=== ЗАДАНИЕ 1 ===
Пожалуйста, определите, согласуются ли с фрагментом о романе «Собаки и волки» утверждения: (a) роман вышел в 1940 году; (b) обе ветви семьи Синнеров живут в бедном гетто; (c) Бен и Харри — родные братья. На каждое ответьте «да» или «нет» и приведите решающие слова фрагмента дословно.
=== ЗАДАНИЕ 2 ===
Обновите фрагмент о романе «Собаки и волки»: перепишите его от слов «Мотив невозможности полной» до слов «друга, как двойники.» включительно, поставив «кузены» вместо «двоюродные братья».
══ ВЫБРАННЫЙ ФРАГМЕНТ ══
Мотив невозможности полной ассимиляции будет развит Немировски в романе «Собаки и волки» (Les Chiens et les loups, 1940), который содержит неожиданное для нее описание еврейского погрома. Две переплетающиеся сюжетные линии связаны с изображением двух ветвей семьи Синнеров, одна из которых живет в бедном гетто, очевидно, в районе Подола, а другая — в фешенебельном квартале Киева. Находясь в Российской империи, двоюродные братья Бен и Харри как будто принадлежат к диаметрально противоположным мирам. Однако после эмиграции в Париж между ними обнаруживается больше общего, чем это казалось на первый взгляд. В глазах европейцев они оба одинаково презираемые чужаки и похожи друг на друга, как двойники.
═══
══ ИСХОДНЫЙ МАТЕРИАЛ ══
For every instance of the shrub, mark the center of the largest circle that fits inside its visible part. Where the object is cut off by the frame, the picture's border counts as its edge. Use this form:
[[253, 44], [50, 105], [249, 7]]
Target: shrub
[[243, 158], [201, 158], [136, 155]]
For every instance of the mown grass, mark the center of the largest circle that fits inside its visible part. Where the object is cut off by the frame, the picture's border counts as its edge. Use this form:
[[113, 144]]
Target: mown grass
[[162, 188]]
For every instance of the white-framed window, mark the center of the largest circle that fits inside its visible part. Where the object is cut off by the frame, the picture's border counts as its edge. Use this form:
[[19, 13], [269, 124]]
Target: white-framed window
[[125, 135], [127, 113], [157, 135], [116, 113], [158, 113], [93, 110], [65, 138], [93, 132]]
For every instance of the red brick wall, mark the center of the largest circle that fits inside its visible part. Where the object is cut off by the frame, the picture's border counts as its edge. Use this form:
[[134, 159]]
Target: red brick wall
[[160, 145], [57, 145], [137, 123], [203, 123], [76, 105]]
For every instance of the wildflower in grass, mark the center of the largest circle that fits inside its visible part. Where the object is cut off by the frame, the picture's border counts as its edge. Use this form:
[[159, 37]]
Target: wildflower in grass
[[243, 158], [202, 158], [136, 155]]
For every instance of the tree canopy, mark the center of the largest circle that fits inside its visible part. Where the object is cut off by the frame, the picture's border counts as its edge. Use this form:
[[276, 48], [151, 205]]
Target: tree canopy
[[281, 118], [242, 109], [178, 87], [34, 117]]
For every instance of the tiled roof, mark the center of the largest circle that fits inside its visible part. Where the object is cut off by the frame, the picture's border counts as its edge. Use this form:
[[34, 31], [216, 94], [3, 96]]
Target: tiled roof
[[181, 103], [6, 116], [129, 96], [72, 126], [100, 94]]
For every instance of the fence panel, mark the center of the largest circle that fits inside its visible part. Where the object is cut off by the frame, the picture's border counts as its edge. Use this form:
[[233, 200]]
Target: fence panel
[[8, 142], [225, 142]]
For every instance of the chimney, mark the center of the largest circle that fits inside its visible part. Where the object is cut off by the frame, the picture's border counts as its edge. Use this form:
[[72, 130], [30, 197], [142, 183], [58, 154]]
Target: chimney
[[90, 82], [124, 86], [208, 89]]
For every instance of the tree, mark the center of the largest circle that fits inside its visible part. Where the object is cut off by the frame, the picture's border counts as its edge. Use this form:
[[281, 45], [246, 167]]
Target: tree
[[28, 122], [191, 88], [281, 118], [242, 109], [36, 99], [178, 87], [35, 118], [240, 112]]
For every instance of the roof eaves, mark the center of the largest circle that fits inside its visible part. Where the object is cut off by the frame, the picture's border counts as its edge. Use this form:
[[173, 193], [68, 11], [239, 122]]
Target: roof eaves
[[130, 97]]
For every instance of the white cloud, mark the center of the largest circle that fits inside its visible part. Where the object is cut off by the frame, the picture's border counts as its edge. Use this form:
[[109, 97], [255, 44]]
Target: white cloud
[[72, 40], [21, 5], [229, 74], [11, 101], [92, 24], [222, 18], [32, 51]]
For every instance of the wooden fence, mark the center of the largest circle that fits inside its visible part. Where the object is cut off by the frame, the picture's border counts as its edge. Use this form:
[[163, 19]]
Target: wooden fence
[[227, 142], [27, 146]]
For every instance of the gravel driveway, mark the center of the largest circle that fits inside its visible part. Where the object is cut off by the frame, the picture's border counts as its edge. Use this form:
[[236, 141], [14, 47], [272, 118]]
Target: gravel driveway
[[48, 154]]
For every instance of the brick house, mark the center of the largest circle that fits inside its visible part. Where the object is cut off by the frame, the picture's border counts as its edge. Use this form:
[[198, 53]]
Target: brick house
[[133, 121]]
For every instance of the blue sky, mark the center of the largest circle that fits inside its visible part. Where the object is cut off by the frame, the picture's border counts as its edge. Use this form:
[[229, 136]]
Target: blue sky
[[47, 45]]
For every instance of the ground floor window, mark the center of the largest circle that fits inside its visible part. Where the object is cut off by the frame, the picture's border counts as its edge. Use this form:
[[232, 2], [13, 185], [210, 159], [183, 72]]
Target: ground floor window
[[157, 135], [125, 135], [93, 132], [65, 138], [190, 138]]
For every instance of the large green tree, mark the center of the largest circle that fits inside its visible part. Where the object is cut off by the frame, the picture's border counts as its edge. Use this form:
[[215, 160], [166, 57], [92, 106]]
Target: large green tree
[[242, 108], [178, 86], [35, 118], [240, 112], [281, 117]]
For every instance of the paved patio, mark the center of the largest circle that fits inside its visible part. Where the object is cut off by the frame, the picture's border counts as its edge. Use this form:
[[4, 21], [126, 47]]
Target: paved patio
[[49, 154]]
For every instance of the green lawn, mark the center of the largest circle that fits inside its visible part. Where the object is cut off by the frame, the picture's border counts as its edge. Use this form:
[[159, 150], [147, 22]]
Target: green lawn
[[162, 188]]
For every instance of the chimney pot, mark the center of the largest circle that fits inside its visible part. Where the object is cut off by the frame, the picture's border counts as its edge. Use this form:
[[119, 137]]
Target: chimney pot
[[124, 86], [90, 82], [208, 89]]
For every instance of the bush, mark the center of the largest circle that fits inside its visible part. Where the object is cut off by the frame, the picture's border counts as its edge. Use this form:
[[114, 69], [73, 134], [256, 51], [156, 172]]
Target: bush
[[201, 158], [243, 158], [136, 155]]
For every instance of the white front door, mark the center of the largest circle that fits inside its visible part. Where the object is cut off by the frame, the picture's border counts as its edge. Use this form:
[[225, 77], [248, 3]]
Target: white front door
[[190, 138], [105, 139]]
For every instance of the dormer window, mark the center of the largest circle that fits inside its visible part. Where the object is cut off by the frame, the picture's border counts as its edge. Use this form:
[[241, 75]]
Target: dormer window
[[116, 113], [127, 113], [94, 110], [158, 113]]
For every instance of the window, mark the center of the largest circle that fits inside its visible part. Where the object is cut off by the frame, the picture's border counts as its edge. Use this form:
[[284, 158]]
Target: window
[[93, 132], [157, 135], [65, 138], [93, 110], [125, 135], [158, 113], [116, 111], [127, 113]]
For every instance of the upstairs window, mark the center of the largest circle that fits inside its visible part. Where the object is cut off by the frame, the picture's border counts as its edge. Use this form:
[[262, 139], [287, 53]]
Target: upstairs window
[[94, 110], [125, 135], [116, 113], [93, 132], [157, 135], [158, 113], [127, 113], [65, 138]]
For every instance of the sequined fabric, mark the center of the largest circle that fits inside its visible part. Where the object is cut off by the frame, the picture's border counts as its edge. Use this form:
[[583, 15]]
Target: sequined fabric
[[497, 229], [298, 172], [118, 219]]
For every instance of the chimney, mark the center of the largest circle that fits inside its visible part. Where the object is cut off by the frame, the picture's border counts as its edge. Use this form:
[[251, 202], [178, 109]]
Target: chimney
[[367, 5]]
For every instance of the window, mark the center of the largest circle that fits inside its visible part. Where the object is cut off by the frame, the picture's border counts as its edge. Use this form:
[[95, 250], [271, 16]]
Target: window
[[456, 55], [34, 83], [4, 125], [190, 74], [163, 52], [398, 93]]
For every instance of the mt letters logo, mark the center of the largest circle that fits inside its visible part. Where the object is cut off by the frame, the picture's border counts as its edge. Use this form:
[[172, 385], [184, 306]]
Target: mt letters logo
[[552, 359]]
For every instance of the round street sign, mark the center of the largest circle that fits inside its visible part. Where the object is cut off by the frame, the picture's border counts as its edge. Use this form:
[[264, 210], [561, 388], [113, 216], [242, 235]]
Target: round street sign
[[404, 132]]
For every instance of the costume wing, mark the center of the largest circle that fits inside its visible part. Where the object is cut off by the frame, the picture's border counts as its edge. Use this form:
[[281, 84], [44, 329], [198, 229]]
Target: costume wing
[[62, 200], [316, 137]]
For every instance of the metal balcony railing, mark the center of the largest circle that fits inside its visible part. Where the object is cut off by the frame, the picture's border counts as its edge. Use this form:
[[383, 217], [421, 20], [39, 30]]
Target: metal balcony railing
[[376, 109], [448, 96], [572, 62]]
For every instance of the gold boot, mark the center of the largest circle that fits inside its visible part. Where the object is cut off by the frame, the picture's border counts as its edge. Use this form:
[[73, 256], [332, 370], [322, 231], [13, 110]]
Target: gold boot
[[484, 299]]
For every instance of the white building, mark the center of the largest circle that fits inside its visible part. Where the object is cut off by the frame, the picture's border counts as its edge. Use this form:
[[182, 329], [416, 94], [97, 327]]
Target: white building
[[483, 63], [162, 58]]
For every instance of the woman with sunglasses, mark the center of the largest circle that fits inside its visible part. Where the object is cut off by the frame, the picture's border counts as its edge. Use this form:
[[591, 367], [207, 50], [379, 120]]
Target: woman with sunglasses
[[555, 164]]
═══
=== РЕШЕНИЕ 1 ===
(a) Да: «Les Chiens et les loups, 1940».
(b) Нет: «одна из которых живет в бедном гетто, очевидно, в районе Подола, а другая — в фешенебельном квартале Киева».
(c) Нет: «двоюродные братья Бен и Харри».

=== РЕШЕНИЕ 2 ===
Мотив невозможности полной ассимиляции будет развит Немировски в романе «Собаки и волки» (Les Chiens et les loups, 1940), который содержит неожиданное для нее описание еврейского погрома. Две переплетающиеся сюжетные линии связаны с изображением двух ветвей семьи Синнеров, одна из которых живет в бедном гетто, очевидно, в районе Подола, а другая — в фешенебельном квартале Киева. Находясь в Российской империи, кузены Бен и Харри как будто принадлежат к диаметрально противоположным мирам. Однако после эмиграции в Париж между ними обнаруживается больше общего, чем это казалось на первый взгляд. В глазах европейцев они оба одинаково презираемые чужаки и похожи друг на друга, как двойники.